Give back only the lines in the records below from the one with "Query: snow-capped mountain" to the one with "[indicate] cliff face", both inclusive, word for word.

════

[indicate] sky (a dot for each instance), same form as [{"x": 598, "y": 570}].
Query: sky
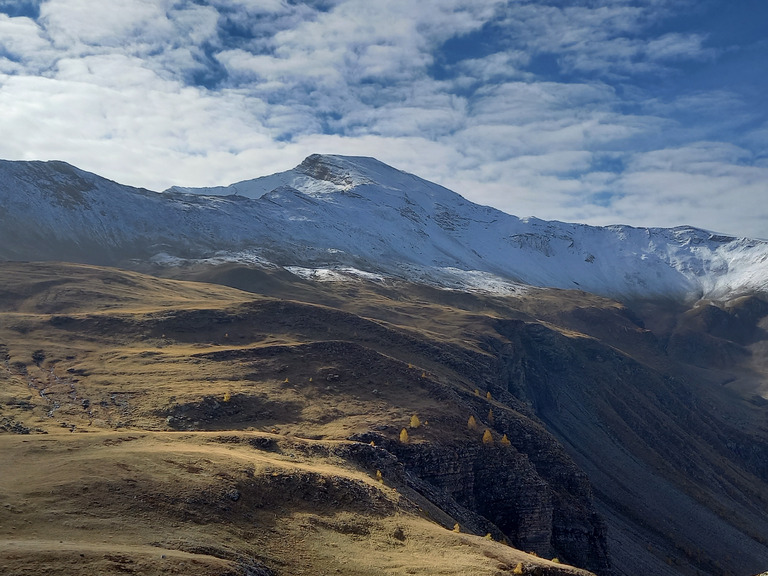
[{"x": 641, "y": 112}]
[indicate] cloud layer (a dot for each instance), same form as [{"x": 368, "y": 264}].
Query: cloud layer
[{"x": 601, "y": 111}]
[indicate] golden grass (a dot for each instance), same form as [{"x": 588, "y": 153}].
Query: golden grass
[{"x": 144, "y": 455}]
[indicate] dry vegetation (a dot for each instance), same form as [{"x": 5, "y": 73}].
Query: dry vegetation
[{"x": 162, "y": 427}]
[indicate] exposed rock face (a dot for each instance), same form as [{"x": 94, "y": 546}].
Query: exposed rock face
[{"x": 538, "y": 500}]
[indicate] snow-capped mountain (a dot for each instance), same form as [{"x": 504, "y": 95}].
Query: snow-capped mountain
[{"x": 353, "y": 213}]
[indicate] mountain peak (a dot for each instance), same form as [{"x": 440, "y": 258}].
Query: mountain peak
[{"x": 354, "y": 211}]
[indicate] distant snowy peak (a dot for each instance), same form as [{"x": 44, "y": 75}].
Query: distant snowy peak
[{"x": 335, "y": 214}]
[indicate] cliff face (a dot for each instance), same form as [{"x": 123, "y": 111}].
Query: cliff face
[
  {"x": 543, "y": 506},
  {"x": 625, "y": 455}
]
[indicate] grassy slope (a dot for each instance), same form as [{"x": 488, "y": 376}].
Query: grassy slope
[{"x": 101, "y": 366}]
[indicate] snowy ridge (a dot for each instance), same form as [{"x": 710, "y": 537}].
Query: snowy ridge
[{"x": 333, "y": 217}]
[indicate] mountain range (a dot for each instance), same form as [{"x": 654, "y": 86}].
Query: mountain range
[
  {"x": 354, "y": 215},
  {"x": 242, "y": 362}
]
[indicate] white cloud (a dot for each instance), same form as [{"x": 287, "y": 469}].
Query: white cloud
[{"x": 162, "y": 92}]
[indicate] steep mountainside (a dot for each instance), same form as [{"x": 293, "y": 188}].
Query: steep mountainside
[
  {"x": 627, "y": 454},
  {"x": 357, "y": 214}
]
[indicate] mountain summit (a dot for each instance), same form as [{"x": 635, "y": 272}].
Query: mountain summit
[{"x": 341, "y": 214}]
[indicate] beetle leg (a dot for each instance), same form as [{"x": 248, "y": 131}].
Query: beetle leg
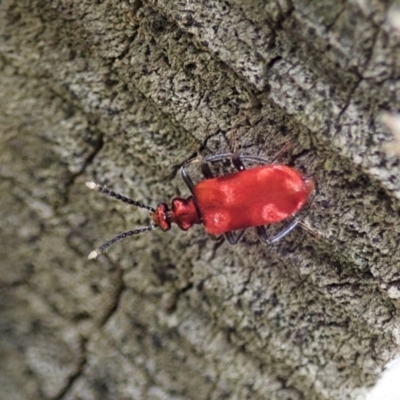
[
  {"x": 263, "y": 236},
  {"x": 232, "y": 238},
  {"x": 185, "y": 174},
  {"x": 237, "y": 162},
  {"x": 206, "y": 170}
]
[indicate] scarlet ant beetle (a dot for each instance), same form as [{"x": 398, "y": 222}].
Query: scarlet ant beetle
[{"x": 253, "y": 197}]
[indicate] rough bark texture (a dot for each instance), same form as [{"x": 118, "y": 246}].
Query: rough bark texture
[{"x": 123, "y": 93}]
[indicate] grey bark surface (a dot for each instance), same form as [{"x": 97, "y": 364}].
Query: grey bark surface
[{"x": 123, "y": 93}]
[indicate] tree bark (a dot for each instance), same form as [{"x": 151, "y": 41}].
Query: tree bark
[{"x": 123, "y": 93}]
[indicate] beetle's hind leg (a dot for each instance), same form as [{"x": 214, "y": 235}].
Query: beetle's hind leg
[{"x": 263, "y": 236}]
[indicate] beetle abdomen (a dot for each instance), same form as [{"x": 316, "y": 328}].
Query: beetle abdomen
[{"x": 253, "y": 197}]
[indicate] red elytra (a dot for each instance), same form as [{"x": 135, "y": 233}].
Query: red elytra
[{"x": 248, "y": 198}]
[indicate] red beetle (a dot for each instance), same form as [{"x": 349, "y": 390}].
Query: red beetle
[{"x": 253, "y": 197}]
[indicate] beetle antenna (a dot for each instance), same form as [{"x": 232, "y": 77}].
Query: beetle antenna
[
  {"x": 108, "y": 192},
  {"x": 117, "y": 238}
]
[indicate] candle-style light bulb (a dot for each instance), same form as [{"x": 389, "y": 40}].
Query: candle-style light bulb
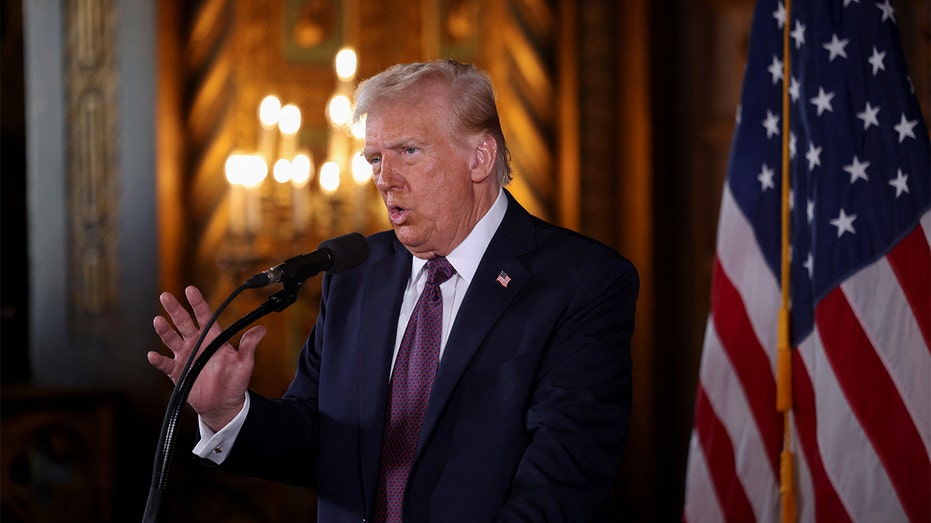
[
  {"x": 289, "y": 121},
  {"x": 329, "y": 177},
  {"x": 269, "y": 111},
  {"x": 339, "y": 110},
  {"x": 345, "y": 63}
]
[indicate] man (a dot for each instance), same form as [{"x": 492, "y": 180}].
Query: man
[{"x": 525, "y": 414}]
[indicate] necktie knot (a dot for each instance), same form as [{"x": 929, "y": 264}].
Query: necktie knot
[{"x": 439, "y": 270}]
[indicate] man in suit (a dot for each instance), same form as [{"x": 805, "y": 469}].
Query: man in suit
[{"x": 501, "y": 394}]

════

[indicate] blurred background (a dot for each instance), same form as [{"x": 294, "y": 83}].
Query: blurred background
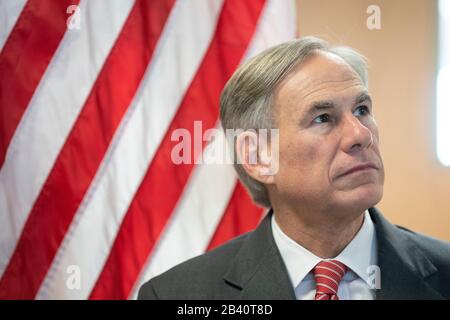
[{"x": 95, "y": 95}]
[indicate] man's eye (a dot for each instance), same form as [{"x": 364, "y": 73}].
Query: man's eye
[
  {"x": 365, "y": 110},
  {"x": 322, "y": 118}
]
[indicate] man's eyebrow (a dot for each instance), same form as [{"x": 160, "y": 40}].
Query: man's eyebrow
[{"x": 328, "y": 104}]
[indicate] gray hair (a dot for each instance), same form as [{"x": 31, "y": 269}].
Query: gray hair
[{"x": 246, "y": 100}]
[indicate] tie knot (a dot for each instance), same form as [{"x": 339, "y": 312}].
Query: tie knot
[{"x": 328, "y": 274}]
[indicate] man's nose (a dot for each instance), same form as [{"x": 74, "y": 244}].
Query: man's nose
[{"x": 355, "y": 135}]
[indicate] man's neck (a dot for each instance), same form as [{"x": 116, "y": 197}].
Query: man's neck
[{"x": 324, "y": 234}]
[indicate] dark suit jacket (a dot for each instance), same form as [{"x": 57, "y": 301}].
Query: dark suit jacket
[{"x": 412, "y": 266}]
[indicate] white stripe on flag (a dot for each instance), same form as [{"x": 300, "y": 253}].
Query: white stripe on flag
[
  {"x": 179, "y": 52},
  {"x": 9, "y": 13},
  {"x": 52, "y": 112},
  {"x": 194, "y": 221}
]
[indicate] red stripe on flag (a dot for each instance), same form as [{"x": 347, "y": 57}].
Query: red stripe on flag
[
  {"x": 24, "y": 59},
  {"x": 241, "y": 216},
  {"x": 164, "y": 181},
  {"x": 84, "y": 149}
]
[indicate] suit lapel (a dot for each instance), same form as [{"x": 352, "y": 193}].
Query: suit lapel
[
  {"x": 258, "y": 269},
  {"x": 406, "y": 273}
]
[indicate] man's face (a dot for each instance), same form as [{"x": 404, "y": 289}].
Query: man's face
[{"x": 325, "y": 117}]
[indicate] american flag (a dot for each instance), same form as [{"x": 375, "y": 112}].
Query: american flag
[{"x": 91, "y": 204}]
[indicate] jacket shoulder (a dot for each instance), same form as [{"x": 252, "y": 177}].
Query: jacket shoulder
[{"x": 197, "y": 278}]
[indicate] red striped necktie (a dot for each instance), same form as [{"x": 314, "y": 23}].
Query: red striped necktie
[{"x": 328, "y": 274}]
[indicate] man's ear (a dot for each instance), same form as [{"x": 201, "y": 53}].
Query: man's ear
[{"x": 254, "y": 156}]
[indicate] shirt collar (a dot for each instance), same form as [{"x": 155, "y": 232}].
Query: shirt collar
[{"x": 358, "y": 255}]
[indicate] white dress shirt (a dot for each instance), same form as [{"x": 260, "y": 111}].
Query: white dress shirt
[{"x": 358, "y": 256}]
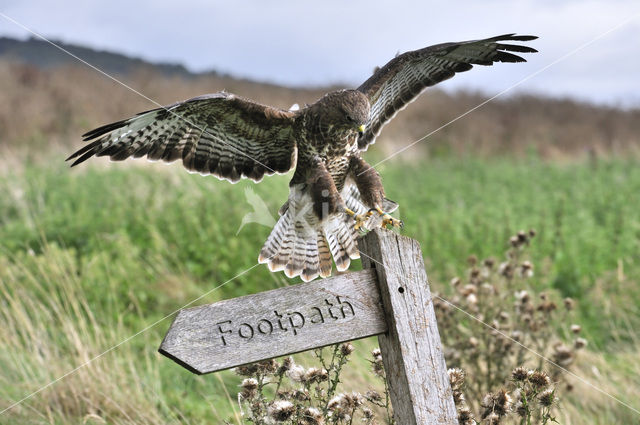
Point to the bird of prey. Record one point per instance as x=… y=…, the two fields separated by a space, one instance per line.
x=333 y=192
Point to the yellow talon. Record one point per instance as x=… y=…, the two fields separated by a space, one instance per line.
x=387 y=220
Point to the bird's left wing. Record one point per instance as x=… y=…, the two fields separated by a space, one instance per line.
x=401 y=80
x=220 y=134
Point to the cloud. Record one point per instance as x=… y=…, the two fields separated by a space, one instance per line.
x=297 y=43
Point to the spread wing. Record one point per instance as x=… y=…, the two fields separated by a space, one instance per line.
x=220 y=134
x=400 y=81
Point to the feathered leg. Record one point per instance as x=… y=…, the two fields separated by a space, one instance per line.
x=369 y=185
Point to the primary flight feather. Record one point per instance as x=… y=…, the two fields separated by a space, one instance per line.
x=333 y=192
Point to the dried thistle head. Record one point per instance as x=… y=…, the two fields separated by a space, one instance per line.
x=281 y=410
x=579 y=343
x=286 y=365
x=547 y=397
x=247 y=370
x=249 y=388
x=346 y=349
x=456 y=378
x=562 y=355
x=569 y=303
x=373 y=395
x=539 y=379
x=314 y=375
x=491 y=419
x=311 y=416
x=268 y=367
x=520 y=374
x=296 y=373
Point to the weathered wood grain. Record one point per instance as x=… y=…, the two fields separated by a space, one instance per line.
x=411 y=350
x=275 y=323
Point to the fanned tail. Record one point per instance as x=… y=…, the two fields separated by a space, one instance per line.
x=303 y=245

════

## Response
Query: snow-capped mountain
[{"x": 353, "y": 213}]
[indicate] mountain peak (a dot for each instance), same form as [{"x": 440, "y": 258}].
Query: mountain peak
[{"x": 354, "y": 211}]
[indicate] distant snowy peak (a dot for each instance), same form as [{"x": 44, "y": 75}].
Query: distant snowy peak
[{"x": 335, "y": 214}]
[indicate] cliff face (a dot for each instance), same form as [{"x": 123, "y": 111}].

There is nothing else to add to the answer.